▶ **Description of the task**: Copy out the data in full and exactly, passing over the pictures.

▶ **Records provided**:
----------------

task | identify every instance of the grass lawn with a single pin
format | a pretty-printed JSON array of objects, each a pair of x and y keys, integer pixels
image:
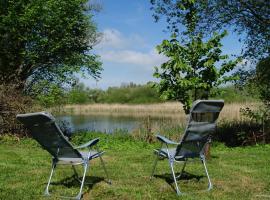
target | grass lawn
[{"x": 236, "y": 173}]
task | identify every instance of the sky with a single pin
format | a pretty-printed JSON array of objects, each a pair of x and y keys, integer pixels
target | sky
[{"x": 127, "y": 48}]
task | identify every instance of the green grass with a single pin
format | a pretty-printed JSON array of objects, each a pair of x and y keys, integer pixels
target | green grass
[{"x": 236, "y": 173}]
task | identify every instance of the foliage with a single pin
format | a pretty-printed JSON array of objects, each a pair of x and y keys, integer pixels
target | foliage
[
  {"x": 249, "y": 17},
  {"x": 12, "y": 102},
  {"x": 46, "y": 40},
  {"x": 191, "y": 72},
  {"x": 240, "y": 133},
  {"x": 48, "y": 94},
  {"x": 261, "y": 81}
]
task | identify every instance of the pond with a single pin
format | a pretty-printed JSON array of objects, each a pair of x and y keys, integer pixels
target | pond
[{"x": 108, "y": 123}]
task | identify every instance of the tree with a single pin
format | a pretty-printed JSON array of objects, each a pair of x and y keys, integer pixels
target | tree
[
  {"x": 249, "y": 17},
  {"x": 190, "y": 73},
  {"x": 46, "y": 40},
  {"x": 263, "y": 80}
]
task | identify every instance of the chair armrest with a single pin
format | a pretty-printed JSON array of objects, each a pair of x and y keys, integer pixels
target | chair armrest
[
  {"x": 165, "y": 140},
  {"x": 88, "y": 144}
]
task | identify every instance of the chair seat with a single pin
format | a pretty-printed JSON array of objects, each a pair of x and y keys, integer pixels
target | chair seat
[
  {"x": 75, "y": 161},
  {"x": 172, "y": 151}
]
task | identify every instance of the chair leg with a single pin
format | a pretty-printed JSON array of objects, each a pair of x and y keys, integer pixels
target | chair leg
[
  {"x": 104, "y": 167},
  {"x": 83, "y": 179},
  {"x": 171, "y": 162},
  {"x": 210, "y": 186},
  {"x": 183, "y": 168},
  {"x": 49, "y": 181},
  {"x": 76, "y": 174},
  {"x": 154, "y": 167}
]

----------------

▶ **Answer to the exercise**:
task | identify every instance of the grass lawn with a single pin
format | a pretty-printed JSON array of objects, each a pair of x and y keys, integer pixels
image:
target | grass lawn
[{"x": 236, "y": 173}]
task | identify every instance of the sky with a single pin
format | a pretty-printed JSON array of objects, each a pair of x and y keys, integer pixels
target | sky
[{"x": 127, "y": 48}]
task | identify every instance of the green grass with a single pin
format | a pretty-printed JSON array of objects, each a pair of x and y keys, integer pixels
target | green grass
[{"x": 236, "y": 173}]
task | identify every instance of the foliage with a single pin
format | a pretty-printed JSON array of objects, each a pair of x and y keys, integer pixels
target | foliage
[
  {"x": 249, "y": 17},
  {"x": 12, "y": 102},
  {"x": 46, "y": 40},
  {"x": 191, "y": 72},
  {"x": 240, "y": 133},
  {"x": 48, "y": 94},
  {"x": 261, "y": 81}
]
task | identify every instance of the pond with a single pin
format | a pretty-printed JSON array of objects, each a pair of x and y keys, integer pixels
target | pond
[{"x": 108, "y": 123}]
task | identify every instance of the tree with a single pin
format | a pretty-printed JSON array of objects, each a pair of x and y keys, integer pixels
target | tree
[
  {"x": 249, "y": 17},
  {"x": 190, "y": 73},
  {"x": 46, "y": 40},
  {"x": 263, "y": 80}
]
task | identify every instance of the chair armrest with a single pin
format | a pretty-printed JSON array of objects, each a pair of x and y keys, integer pixels
target | chair armrest
[
  {"x": 165, "y": 140},
  {"x": 88, "y": 144}
]
task | identify every instance of the chair seat with a single pin
format | a pretty-printed JSON array of objects, each a pair of x and y keys, integer pixels
target | chair seat
[
  {"x": 75, "y": 161},
  {"x": 172, "y": 151}
]
task | identify every instance of the chair leg with a single pin
format | a pretty-printed JSON array of objects, each a pair of x and y keys, integer pixels
target | chair leg
[
  {"x": 104, "y": 167},
  {"x": 83, "y": 179},
  {"x": 171, "y": 162},
  {"x": 210, "y": 186},
  {"x": 183, "y": 168},
  {"x": 49, "y": 181},
  {"x": 76, "y": 174},
  {"x": 154, "y": 167}
]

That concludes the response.